▶ Consigne 1
Relevez et recopiez toutes les lignes des enregistrements ci-dessous qui contiennent le mot « frame ».

▶ Extrait fourni
Réunis lundi en commission mixte paritaire, les députés et sénateurs sont parvenus à une version commune d'une proposition de loi visant à mieux réguler le marché des meublés touristiques de type Airbnb, ultime étape avant son adoption définitive au Parlement.
Le texte prévoit notamment de généraliser le numéro d'enregistrement pour tous les meublés (résidence principale et secondaire), d'obliger le loueur à fournir des justificatifs de propriété ou encore de donner la possibilité aux maires d'abaisser le seuil de location de 120 à 90 jours par an pour les résidences principales.
"C'est une victoire sur un sujet que l'on porte depuis longtemps", a salué lundi soir devant la presse Iñaki Echaniz (PS), aux côtés de sa collègue Annaïg Le Meur (Renaissance). Le Sénat devrait adopter le texte le 5 novembre et l'Assemblée le 7.

(Entrées d'un jeu de données d'annotation)
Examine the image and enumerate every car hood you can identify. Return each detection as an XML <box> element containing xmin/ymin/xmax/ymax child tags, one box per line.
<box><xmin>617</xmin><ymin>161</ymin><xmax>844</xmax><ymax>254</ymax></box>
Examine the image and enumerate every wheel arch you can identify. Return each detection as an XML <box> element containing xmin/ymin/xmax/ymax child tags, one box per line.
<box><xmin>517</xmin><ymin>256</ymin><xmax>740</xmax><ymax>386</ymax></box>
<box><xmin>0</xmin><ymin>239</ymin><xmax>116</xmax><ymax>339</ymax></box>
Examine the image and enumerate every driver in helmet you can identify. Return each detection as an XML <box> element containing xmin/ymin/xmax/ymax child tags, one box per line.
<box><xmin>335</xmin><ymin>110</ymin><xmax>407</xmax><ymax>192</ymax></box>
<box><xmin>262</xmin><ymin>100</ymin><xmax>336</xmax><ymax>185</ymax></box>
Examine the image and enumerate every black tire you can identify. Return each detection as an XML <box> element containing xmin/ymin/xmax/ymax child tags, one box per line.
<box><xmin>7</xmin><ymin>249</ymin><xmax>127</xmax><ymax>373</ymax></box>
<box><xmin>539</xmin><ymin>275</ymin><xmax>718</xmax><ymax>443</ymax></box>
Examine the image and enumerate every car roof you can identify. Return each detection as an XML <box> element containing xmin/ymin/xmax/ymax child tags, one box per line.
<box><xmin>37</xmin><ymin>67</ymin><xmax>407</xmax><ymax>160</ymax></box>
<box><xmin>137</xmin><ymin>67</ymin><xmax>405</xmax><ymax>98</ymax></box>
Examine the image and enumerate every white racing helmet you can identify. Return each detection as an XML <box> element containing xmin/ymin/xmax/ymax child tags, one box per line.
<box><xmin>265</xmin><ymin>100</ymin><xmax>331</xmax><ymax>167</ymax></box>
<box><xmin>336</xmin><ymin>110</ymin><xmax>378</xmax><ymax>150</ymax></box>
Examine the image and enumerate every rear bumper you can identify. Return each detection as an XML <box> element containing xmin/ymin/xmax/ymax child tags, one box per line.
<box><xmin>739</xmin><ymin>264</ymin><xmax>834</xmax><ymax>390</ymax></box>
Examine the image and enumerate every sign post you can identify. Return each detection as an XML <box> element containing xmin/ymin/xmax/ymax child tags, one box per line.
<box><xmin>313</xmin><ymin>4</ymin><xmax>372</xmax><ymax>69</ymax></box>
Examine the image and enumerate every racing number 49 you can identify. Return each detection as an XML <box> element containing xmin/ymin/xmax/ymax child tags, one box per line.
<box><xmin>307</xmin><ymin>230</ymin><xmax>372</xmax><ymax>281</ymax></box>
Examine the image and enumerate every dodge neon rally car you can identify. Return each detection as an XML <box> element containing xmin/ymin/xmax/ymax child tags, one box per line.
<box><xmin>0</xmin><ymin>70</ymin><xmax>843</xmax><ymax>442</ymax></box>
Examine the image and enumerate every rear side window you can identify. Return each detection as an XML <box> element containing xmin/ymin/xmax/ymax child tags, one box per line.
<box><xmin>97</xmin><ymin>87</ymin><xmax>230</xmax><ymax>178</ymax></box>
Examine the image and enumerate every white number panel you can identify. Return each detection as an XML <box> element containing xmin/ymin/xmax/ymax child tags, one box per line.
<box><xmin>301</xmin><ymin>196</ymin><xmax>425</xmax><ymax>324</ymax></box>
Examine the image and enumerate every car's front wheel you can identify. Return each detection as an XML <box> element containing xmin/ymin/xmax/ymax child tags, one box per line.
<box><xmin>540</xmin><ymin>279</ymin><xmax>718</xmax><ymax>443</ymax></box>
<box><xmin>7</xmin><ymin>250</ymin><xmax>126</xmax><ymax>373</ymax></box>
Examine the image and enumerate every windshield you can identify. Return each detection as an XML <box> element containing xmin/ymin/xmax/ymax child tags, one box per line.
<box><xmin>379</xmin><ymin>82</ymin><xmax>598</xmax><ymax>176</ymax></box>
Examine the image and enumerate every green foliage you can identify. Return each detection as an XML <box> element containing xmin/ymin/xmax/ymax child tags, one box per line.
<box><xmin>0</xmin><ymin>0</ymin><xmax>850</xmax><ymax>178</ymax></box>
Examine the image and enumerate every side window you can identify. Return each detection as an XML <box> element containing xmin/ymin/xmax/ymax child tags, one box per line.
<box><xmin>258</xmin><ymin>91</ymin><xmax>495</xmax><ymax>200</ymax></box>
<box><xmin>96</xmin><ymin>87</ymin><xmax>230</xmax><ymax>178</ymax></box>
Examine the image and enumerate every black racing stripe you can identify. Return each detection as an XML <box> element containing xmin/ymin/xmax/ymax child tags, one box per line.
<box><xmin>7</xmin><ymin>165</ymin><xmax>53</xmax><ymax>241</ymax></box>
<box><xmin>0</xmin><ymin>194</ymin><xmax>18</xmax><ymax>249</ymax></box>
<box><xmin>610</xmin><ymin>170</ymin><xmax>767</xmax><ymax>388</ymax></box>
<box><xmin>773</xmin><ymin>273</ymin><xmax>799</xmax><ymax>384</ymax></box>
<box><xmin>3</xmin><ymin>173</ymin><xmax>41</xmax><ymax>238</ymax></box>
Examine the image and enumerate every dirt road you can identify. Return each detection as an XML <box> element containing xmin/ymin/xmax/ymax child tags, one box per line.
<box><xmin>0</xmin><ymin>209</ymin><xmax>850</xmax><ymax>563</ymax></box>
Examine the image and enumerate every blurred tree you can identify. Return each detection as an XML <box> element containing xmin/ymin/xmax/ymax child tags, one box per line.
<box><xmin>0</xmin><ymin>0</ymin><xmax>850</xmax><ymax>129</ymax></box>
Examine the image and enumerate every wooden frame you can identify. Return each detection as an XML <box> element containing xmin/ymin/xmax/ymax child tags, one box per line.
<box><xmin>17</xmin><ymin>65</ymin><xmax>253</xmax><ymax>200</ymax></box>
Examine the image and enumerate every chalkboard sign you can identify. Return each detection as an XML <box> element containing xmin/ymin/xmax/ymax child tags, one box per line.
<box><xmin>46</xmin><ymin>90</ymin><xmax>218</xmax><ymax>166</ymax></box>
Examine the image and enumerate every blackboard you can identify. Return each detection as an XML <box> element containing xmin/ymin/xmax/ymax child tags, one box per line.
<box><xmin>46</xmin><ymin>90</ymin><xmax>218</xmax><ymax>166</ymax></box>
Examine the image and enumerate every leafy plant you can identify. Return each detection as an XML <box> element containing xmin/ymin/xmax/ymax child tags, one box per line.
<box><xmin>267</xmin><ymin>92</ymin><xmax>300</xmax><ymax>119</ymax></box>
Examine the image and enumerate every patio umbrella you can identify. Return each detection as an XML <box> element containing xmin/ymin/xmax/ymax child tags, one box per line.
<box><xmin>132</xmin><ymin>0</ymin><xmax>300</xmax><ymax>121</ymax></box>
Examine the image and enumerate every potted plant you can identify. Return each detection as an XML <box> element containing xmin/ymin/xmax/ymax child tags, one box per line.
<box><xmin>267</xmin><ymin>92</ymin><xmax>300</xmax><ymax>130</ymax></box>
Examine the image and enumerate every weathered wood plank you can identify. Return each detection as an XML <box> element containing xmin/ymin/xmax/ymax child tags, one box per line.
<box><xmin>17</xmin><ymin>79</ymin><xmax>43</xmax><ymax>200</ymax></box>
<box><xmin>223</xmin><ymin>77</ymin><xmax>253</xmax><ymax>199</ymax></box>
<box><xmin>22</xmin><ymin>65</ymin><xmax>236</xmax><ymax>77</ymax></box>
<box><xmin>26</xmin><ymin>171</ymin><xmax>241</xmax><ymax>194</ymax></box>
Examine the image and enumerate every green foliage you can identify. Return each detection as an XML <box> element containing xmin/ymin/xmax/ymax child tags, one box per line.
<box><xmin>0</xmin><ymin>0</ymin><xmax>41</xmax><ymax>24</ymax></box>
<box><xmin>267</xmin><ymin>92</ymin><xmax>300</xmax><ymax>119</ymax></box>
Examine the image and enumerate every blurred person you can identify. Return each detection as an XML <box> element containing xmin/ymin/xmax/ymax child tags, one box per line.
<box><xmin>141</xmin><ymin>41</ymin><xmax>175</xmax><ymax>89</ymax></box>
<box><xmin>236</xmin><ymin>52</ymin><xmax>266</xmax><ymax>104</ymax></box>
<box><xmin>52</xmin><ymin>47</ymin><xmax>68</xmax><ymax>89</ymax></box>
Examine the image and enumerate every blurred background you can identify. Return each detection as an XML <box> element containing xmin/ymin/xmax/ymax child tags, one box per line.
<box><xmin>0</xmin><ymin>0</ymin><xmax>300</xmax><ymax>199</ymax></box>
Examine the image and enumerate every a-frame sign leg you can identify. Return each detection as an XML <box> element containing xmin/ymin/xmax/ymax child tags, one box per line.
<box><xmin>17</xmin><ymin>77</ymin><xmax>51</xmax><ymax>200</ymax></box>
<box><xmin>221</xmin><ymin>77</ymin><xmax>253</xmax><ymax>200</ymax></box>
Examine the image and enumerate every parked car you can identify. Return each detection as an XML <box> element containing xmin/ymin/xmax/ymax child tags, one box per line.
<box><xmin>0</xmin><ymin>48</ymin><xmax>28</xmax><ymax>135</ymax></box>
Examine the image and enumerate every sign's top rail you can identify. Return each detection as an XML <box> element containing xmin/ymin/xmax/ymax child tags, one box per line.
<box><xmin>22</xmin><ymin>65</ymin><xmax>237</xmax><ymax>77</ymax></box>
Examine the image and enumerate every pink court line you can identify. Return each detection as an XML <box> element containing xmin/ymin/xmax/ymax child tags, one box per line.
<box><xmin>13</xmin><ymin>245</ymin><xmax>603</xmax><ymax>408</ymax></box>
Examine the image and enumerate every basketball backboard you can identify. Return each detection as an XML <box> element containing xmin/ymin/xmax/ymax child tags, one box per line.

▶ Consigne 2
Présentez sous forme de liste les mesures énoncées dans le paragraphe de l'extrait fourni qui commence par « Le texte prévoit notamment ».

▶ Réponse attendue 1
Examine the image and enumerate every wooden frame you can identify. Return each detection as an XML <box> element containing xmin/ymin/xmax/ymax child tags, one box per line.
Examine the image and enumerate every a-frame sign leg you can identify. Return each detection as an XML <box> element containing xmin/ymin/xmax/ymax child tags, one box per line.

▶ Réponse attendue 2
- Généralisation du numéro d'enregistrement à tous les meublés, résidences principales comme secondaires
- Obligation pour le loueur de fournir des justificatifs de propriété
- Possibilité pour les maires d'abaisser de 120 à 90 jours par an le seuil de location des résidences principales